*Short task 1:* In the relationship-advice forum post, what does the writer say the guy would do if he were genuinely interested?
*Short task 2:* Extend the relationship-advice forum post beyond its final line.

*Excerpted passage:*
The reason(s) ? ... in addition to every good reason all the girls have stated, if the guy was genuinely interested in you, he would tell you, in detail, what is happening for you to have a clear picture of what _you_ are facing with him and would hope you'd be willing to work out through the issues together with your support.

You obviously are genuinely interested. You're trying everything you can to give the relationship a chance. Is he doing that ? ... from what you said... definitely not.

I don't know exactly what he is aiming for ultimately but, he is not being honest, not being straightforward, not attempting to gain your support to build a relationship. He is not scared... you should be the one scared. Run away!!
 cityfangels77
Joined: 4/25/2012
Msg: 19
Am I Doing the Right Thing?

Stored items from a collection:
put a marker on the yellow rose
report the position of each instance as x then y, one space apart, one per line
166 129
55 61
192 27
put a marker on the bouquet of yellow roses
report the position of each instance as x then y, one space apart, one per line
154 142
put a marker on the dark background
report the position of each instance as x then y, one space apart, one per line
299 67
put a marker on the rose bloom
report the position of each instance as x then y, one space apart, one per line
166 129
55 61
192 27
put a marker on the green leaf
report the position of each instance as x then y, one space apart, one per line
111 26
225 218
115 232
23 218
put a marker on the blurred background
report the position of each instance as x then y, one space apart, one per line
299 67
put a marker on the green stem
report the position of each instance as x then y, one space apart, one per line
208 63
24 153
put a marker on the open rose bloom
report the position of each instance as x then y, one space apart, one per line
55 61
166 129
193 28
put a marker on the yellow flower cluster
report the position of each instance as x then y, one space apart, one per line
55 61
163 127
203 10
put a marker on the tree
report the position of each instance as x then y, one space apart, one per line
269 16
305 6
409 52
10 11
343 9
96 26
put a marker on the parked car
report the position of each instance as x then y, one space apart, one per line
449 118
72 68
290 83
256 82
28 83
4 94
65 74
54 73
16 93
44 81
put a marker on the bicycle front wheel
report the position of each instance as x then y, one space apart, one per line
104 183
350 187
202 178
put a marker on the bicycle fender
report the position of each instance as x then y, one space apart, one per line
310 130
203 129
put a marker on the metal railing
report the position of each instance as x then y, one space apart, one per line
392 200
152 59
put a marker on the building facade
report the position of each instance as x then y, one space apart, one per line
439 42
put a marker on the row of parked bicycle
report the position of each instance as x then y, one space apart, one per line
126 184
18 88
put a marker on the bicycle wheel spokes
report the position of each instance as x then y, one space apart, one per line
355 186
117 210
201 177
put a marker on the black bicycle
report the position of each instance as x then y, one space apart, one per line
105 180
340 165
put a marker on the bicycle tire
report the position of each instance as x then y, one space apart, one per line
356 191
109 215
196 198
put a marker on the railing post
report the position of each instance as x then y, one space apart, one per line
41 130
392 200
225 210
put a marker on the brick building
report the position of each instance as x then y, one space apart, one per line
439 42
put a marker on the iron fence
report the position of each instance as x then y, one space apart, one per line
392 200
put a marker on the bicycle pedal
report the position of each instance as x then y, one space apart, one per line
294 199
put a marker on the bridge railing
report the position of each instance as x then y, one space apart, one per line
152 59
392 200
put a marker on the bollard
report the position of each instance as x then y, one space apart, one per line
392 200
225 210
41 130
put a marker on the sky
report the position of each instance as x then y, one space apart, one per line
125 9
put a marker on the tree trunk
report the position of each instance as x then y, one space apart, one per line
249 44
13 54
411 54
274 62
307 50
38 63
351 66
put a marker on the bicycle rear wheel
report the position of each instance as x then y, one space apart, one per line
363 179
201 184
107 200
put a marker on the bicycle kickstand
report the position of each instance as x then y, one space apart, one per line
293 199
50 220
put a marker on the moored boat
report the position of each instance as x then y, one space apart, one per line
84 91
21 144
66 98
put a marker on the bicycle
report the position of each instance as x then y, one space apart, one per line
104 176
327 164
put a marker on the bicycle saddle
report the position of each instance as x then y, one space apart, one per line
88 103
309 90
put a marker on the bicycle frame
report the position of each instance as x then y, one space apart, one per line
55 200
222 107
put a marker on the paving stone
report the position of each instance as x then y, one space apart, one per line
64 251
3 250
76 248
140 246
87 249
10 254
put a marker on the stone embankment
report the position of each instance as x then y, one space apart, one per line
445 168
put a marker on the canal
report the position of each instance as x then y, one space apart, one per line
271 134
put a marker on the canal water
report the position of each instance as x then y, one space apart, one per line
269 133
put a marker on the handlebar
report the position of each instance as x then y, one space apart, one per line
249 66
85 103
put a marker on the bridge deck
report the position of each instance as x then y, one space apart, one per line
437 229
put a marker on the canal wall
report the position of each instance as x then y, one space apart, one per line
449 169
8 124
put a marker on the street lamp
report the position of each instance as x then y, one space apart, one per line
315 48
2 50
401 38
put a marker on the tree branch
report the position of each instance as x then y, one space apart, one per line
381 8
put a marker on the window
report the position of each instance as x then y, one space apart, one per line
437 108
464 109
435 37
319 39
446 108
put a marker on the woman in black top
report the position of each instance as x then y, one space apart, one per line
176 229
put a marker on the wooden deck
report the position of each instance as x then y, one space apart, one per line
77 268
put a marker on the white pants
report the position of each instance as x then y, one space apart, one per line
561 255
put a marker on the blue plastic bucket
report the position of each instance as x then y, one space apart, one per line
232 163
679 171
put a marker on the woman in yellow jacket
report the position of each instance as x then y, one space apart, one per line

*Task result 1:* He would explain in detail what is happening so the reader has a clear picture of what they face with him, and he would hope to work through the issues together with the reader's support.

*Task result 2:*
Posted: 4/30/2012 1:59:38 PM
i agree . withsomeone the responds here . he just came out of a long marriage some people want t obe open and explore his options . i would not push the issues or contact him . it might blow up in your face if he is dating someone else beside you . and you could really get hurt . i would move on and if he comes around later maybe . but dont waste your time . hey at least he is being honest i never get honesty . i had a guy jerk me around and never been honest . give hi m that much credit at least/
 pescando75
Joined: 3/23/2012
Msg: 20
Am I Doing the Right Thing?
Posted: 4/30/2012 2:13:06 PM
I'd listen to your friend and let this guy take the initiative to contact you if he is still interested. However, he doesn't seem especially "into it." How are you feeling about now? Lots of compromise and consideration on your part. Kind of a one way street. It's all on HIS terms. Not healthy.